Gather each line from the records below that contains the string "jersey". Case counts, so only lines matching that capitalization qualify.
**********
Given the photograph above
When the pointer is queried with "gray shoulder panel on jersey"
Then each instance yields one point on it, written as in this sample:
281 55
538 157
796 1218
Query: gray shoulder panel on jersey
**********
▶ _WORKED SOLUTION_:
When the pointer is queried with "gray shoulder panel on jersey"
Query: gray shoulder panel on jersey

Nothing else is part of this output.